Not something we can model as an object, and not something that can be captured within relational frameworks, but something that is nevertheless present as the condition for any relation to appear.

And here’s where it gets interesting:

If such a form of subjectivity is taken seriously, it might not just extend philosophy — it could potentially offer a new way to look at one of the deepest problems in modern physics:

the apparent incompatibility between relativity and quantum theory.

I’m not claiming a solution here, but if introducing this kind of subjectivity even opens a possible path, do you think it’s worth considering?

[-] tg9541@mas.to 1 points 1 week ago

@Laura I don't believe that such a thing, an unrelated subject, can exist. I'm referring to Charles Hartshorne's "process theology".

[-] Laura@lemmy.ml 1 points 1 week ago

That’s a very clear position, and I see why process philosophy leads you there.

If reality is fundamentally relational, then it makes sense to reject the idea of an unrelated subject.

But I’m wondering about something slightly different.

When we say that everything that exists is relational, does that also apply to the condition for relations to appear at all?

Because relations, by definition, are always between something and something. Even if those “somethings” are themselves relational, there still seems to be a minimal sense in which something must be present for any relation to occur.

I’m not suggesting a “separate entity” outside of relations, but rather questioning whether the relational framework fully accounts for its own ground.

In other words, could it be that what we call relations are not the ultimate starting point, but already a kind of manifestation of something more primitive?

I’m curious how process philosophy would respond to that.

### Instructions
• 1. In the thread about subjectivity and relations, whose work does tg9541 cite as the reason for rejecting an unrelated subject?
• 2. Continue the thread about subjectivity and relations from its last line.

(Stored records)
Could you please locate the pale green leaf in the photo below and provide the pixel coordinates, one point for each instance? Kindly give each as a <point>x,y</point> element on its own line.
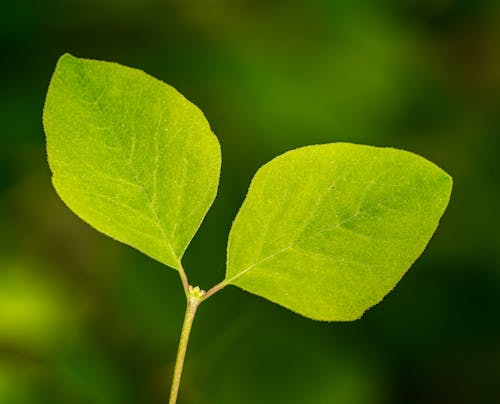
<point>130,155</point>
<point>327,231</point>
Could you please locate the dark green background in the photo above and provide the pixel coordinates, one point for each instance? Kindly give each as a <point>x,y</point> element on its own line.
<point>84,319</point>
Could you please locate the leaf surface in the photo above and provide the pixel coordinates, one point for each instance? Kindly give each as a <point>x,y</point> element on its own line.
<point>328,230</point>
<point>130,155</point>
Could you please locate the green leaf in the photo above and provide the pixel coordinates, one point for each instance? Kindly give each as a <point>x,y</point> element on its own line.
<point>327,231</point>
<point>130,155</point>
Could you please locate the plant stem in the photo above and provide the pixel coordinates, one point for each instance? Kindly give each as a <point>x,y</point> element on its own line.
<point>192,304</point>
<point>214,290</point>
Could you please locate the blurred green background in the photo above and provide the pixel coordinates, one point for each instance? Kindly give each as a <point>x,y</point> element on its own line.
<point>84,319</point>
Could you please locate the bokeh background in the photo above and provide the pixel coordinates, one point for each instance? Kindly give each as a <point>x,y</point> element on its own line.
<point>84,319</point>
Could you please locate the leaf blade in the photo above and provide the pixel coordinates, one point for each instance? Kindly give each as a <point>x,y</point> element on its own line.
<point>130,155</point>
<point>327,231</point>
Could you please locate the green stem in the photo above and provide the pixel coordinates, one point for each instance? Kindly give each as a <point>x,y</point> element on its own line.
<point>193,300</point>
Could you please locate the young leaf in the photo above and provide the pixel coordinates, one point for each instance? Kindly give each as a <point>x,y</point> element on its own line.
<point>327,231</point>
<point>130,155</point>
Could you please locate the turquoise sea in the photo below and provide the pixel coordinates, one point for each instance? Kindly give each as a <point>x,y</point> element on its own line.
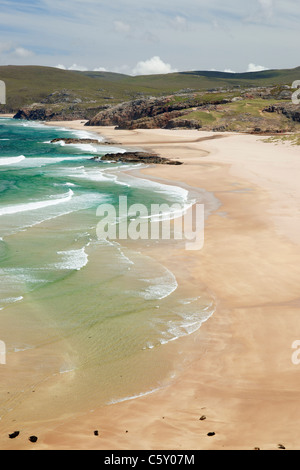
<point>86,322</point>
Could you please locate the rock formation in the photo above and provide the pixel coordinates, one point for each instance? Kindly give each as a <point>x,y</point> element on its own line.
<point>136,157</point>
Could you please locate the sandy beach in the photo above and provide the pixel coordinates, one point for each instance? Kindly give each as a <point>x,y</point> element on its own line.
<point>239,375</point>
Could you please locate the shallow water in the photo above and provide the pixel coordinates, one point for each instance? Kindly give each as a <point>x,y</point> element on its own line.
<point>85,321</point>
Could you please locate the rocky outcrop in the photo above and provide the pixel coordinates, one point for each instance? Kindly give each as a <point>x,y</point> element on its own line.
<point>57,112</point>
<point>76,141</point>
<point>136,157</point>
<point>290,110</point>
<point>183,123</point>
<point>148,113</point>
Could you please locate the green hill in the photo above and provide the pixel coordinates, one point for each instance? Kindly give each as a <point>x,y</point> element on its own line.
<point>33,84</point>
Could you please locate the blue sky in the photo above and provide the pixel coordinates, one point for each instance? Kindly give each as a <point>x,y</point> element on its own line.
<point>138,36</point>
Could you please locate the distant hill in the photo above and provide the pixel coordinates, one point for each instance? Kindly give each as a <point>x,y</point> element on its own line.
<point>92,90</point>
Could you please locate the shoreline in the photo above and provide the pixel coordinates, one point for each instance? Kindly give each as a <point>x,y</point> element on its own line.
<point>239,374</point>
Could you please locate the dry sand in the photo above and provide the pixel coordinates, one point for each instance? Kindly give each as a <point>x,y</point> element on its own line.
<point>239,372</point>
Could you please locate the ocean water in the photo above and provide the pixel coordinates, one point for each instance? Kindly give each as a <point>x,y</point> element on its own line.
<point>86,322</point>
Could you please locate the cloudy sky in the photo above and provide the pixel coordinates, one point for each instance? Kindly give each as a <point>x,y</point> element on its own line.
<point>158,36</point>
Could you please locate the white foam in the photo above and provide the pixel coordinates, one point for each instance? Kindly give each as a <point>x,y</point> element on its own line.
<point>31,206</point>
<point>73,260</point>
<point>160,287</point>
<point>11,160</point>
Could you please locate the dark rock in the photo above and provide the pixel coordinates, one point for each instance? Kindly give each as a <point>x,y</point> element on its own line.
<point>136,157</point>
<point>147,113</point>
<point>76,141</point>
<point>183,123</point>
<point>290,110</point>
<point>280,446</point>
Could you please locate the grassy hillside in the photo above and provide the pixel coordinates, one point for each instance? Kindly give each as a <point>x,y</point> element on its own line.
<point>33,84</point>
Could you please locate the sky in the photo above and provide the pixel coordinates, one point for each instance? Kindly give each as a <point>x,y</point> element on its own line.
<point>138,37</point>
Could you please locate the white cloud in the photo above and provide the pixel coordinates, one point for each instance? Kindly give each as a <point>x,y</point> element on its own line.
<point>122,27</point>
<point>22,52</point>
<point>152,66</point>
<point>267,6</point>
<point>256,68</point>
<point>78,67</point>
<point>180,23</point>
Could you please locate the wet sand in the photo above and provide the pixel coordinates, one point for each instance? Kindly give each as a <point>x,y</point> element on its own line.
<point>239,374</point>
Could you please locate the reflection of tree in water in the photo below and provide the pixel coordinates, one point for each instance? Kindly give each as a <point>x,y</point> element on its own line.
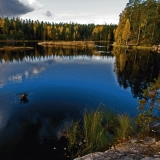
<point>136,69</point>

### Task-by-task outputs
• 1. Charles Hartshorne's "process theology."

• 2.
[-] tg9541@mas.to 1 points 1 week ago

@Laura I don't know if there is really a starting point that's accessible to us. My personal starting point is "life". We can only speculate how it came about but anything that's alive has at least the relation of "umwelt" and "innenwelt" (to use von Uexküll's words), or also it's "closed to effective causation" (in Robert Rosen's words). Both approaches are relational.

It's a long way from bacteria to sentient beings, but the above is fundamental. From here on it gets interesting.

[-] Laura@lemmy.ml 1 points 1 week ago

I have a sense that what you’re calling “relations” might not be entirely different from what I’m pointing to — even if the framing is different.

Not necessarily the same concept, but perhaps pointing toward something closely related.

In particular, when you describe life in terms of relational structures, I wonder if those relations could be understood not just as interactions within a system, but as something more like intersections of subjectivity.

And if we take that seriously, it might even open up a different way to think about the origin of life itself.

Instead of starting purely from relational processes, perhaps what we call “life” begins at the point where a more fundamental subjectivity and a relationally-formed subjectivity come into contact.

Not as a fixed claim, but as a possible way to reframe the question.

I’d be really interested to hear how that resonates with your perspective.

If you’re interested, I could share a paper that develops a perspective along these lines.

I’d be very curious to hear your honest thoughts on it.

[-] tg9541@mas.to 1 points 1 week ago

@Laura I'm not sure if I can follow you there - maybe my view on the emergence of "subjectivity as the result of an inside-outside relation" is too technical (e.g., Nick Lane's theories, see talk below), too much subject to information theory (bio-semiotics) or too much general systems theory, e.g., Rosennean (M,R)-systems.

Feel free to share your paper, though :-)
https://www.youtube.com/watch?v=vBiIDwBOqQA

[-] Laura@lemmy.ml 1 points 3 days ago

Alright, I’ll share the paper with you.

I’d really appreciate hearing your thoughts on it.

I’ll also take a look at the video you shared and the theories you mentioned, and get back to you with my thoughts as well.

https://www.researchgate.net/publication/398757987_The_Removal_of_God_from_Knowledge_How_the_Exclusion_of_Absolute_Subjectivity_Shaped_Modern_Science_and_Its_Limits

[-] tg9541@mas.to 1 points 18 hours ago

@Laura Thanks - I'll read your paper and share my thoughts with you.